INSTRUCTIONS FOR THE TASK
The listing should be returned in its entirety, exactly as given.

DATA TO EXAMINE
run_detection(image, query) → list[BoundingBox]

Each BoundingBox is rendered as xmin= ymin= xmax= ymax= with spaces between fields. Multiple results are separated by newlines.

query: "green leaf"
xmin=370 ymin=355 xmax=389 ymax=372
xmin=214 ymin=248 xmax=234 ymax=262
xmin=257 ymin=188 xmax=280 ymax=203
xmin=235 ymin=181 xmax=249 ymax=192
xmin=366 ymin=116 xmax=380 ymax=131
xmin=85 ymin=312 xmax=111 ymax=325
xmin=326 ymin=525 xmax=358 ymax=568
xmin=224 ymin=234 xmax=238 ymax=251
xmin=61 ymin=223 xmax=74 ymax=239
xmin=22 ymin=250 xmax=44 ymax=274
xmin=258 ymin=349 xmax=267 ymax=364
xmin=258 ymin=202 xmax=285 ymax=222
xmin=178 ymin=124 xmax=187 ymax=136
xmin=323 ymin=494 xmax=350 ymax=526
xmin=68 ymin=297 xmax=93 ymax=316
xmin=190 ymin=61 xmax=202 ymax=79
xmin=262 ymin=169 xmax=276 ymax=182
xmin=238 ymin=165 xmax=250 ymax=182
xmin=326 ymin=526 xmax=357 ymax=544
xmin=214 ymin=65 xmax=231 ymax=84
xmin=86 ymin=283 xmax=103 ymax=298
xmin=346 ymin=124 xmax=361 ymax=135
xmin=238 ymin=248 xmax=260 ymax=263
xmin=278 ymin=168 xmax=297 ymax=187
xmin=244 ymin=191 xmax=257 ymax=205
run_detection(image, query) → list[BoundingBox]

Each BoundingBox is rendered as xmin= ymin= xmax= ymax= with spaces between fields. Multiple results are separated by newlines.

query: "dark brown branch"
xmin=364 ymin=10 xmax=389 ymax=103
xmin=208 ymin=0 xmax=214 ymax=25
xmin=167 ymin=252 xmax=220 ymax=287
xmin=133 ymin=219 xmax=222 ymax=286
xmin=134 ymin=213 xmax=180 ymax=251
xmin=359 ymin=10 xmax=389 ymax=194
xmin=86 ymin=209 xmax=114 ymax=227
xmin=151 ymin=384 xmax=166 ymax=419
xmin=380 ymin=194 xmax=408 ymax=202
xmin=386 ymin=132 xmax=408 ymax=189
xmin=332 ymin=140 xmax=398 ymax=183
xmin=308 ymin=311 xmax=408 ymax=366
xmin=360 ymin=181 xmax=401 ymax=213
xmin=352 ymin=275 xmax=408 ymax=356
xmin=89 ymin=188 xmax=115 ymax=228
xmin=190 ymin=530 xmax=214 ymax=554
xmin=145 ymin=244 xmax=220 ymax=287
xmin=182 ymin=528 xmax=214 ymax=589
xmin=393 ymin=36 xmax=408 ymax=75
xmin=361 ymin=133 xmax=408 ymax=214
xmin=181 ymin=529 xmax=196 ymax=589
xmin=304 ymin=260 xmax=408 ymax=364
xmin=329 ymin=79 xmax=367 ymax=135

OUTPUT FOR THIS TASK
run_detection(image, query) → list[BoundingBox]

Each BoundingBox is rendered as xmin= ymin= xmax= ymax= with spaces between fields. Multiple results are separated by newlines.

query: "green leaf"
xmin=370 ymin=355 xmax=389 ymax=372
xmin=214 ymin=248 xmax=234 ymax=262
xmin=257 ymin=188 xmax=280 ymax=203
xmin=235 ymin=181 xmax=249 ymax=192
xmin=366 ymin=116 xmax=380 ymax=131
xmin=85 ymin=312 xmax=111 ymax=325
xmin=326 ymin=525 xmax=358 ymax=568
xmin=224 ymin=234 xmax=238 ymax=251
xmin=61 ymin=223 xmax=74 ymax=239
xmin=22 ymin=250 xmax=44 ymax=274
xmin=258 ymin=349 xmax=267 ymax=364
xmin=258 ymin=202 xmax=285 ymax=222
xmin=178 ymin=124 xmax=187 ymax=136
xmin=323 ymin=494 xmax=350 ymax=526
xmin=68 ymin=297 xmax=93 ymax=316
xmin=190 ymin=61 xmax=202 ymax=79
xmin=262 ymin=169 xmax=276 ymax=182
xmin=238 ymin=165 xmax=250 ymax=182
xmin=326 ymin=526 xmax=357 ymax=544
xmin=214 ymin=65 xmax=231 ymax=84
xmin=86 ymin=283 xmax=103 ymax=298
xmin=346 ymin=124 xmax=361 ymax=135
xmin=238 ymin=248 xmax=260 ymax=263
xmin=278 ymin=168 xmax=297 ymax=187
xmin=244 ymin=191 xmax=257 ymax=205
run_detection(image, query) → list[BoundingBox]

Each BoundingBox is rendered as xmin= ymin= xmax= ymax= with spaces between fields. Multiple results are separated by newlines.

query: "dark brown branch"
xmin=364 ymin=10 xmax=389 ymax=103
xmin=208 ymin=0 xmax=214 ymax=25
xmin=167 ymin=252 xmax=220 ymax=287
xmin=133 ymin=219 xmax=222 ymax=286
xmin=134 ymin=213 xmax=180 ymax=251
xmin=359 ymin=10 xmax=389 ymax=194
xmin=86 ymin=209 xmax=114 ymax=227
xmin=151 ymin=384 xmax=166 ymax=419
xmin=380 ymin=194 xmax=408 ymax=202
xmin=386 ymin=132 xmax=408 ymax=189
xmin=332 ymin=140 xmax=398 ymax=183
xmin=308 ymin=311 xmax=408 ymax=366
xmin=360 ymin=181 xmax=401 ymax=213
xmin=352 ymin=275 xmax=408 ymax=356
xmin=89 ymin=188 xmax=115 ymax=228
xmin=190 ymin=530 xmax=214 ymax=554
xmin=145 ymin=244 xmax=220 ymax=287
xmin=182 ymin=528 xmax=214 ymax=589
xmin=393 ymin=36 xmax=408 ymax=75
xmin=361 ymin=133 xmax=408 ymax=214
xmin=181 ymin=529 xmax=196 ymax=589
xmin=304 ymin=260 xmax=408 ymax=364
xmin=329 ymin=79 xmax=367 ymax=135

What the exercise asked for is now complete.